SELECTED TEXT —
(begin)
If autonomous agents operating with other agents in open systems are to fulfil their goals and design objectives, the need to discuss and agree upon plans of action is imperative. In this thesis I present work covering both theoretical research and practical development related to the use of argumentation-based dialogues as a way to coordinate actions in multi-agent planning scenarios. The necessity of coordination in multi-agent systems requires the development of mechanisms to propose, modify, share, monitor, and argue about plans. In this thesis I present an argumentation scheme to propose multi-agent plans and associated critical questions to critique the proposal. Such a detailed consideration of multi-agent plan composition contains the right characteristics to enable the justification of plans.This research builds upon research on practical reasoning for action proposals and considers multi-agent plan proposals where plans require several agents for their execution. A dialogue game protocol is also presented which is based on proposal framework. The protocol allows agents to engage in dialogues to agree on and modify plans based on persuasion and deliberation protocols. The detail encompassed by the argumentation scheme and critical questions means that there is a large number of critical questions, and so dialogues may be very lengthy. To overcome this issue, I investigated the issue of strategies for use with this dialogue game in terms of the different possible orderings in which critiques can be posed. The thesis presents an implementation that realises the theoretical framework in terms of a agents engaging in simulated dialogues to share and agree on a plan. The experiments allow us to investigate the effects of such strategies in terms of the number of questions issued to reach an agreement. Overall, the framework presented in this thesis allow agents to engage in dialogues over cooperative plan proposals in a structured way using well-founded argumentative principles.
(end)
SHORT EXERCISE — Could you extract the entire thesis abstract above, word for word?

DATA SUPPLIED —
(begin)
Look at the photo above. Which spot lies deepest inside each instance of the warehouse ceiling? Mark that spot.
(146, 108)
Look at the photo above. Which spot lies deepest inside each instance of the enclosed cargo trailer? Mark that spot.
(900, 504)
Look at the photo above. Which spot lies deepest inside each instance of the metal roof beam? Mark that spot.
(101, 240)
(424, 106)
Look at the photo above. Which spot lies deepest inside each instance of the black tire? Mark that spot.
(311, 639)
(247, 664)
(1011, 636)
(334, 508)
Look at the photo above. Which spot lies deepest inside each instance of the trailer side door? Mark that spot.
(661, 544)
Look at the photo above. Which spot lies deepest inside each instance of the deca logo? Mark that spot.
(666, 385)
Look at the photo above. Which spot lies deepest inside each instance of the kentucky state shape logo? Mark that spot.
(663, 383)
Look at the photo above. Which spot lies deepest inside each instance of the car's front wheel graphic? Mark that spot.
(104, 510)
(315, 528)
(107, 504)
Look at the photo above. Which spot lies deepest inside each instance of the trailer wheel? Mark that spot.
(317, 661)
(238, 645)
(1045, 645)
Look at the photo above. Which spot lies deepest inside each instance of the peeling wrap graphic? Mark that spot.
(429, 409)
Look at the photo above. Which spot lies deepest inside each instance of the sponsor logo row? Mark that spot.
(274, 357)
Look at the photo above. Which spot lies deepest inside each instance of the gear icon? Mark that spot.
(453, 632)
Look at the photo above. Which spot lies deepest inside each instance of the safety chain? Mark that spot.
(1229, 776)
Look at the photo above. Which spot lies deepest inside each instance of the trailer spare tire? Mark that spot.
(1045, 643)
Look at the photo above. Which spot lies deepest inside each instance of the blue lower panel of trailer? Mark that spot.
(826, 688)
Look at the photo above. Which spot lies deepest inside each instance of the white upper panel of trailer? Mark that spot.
(end)
TASK ANSWER —
If autonomous agents operating with other agents in open systems are to fulfil their goals and design objectives, the need to discuss and agree upon plans of action is imperative. In this thesis I present work covering both theoretical research and practical development related to the use of argumentation-based dialogues as a way to coordinate actions in multi-agent planning scenarios. The necessity of coordination in multi-agent systems requires the development of mechanisms to propose, modify, share, monitor, and argue about plans. In this thesis I present an argumentation scheme to propose multi-agent plans and associated critical questions to critique the proposal. Such a detailed consideration of multi-agent plan composition contains the right characteristics to enable the justification of plans.This research builds upon research on practical reasoning for action proposals and considers multi-agent plan proposals where plans require several agents for their execution. A dialogue game protocol is also presented which is based on proposal framework. The protocol allows agents to engage in dialogues to agree on and modify plans based on persuasion and deliberation protocols. The detail encompassed by the argumentation scheme and critical questions means that there is a large number of critical questions, and so dialogues may be very lengthy. To overcome this issue, I investigated the issue of strategies for use with this dialogue game in terms of the different possible orderings in which critiques can be posed. The thesis presents an implementation that realises the theoretical framework in terms of a agents engaging in simulated dialogues to share and agree on a plan. The experiments allow us to investigate the effects of such strategies in terms of the number of questions issued to reach an agreement. Overall, the framework presented in this thesis allow agents to engage in dialogues over cooperative plan proposals in a structured way using well-founded argumentative principles.